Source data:

-- Begin --

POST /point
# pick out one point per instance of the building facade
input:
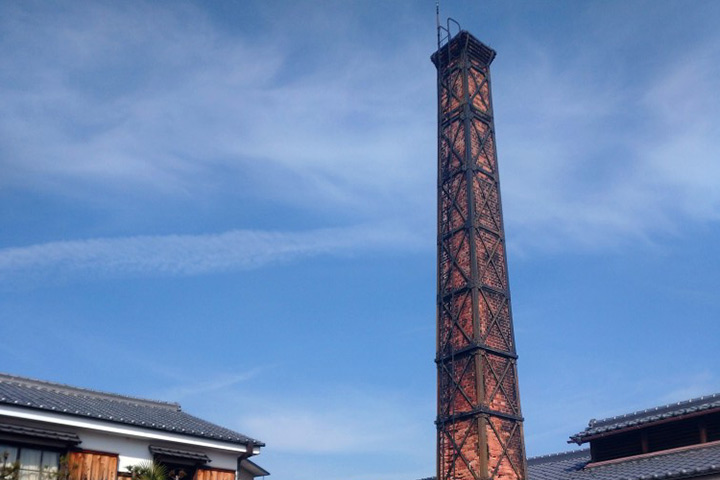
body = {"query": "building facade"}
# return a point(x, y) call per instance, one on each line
point(48, 427)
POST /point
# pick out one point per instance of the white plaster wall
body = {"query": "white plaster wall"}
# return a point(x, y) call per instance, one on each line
point(130, 443)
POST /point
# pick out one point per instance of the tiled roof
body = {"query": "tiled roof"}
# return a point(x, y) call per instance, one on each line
point(674, 465)
point(65, 437)
point(150, 414)
point(678, 464)
point(596, 427)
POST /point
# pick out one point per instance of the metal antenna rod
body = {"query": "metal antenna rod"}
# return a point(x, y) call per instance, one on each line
point(437, 20)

-- End --

**STATED EXERCISE:**
Please rewrite the listing above with "tiled roof" swapped for "clay roof" everywhere it appears, keeping everything else the same. Leave the pictures out.

**ANSWER FOR THIS EXERCISE:**
POST /point
# pick out one point per instance of the building facade
input:
body = {"query": "building facade"}
# return a point(x, y) call per instance, one on each line
point(48, 427)
POST /point
# pick out one point per instance of the white plaster wall
body = {"query": "white plaster wall"}
# return a point(x, y) call per instance, one on each line
point(130, 443)
POST /point
# pick out one point per instance of the clay roof
body = {"query": "clay roof"}
# return a point(x, y) call per instance, one on each line
point(674, 465)
point(65, 437)
point(150, 414)
point(678, 464)
point(596, 427)
POST /point
# pick out one point per instance of the metal antenna rod
body = {"query": "metal antenna rod"}
# return a point(x, y) call per instance, one on each line
point(437, 20)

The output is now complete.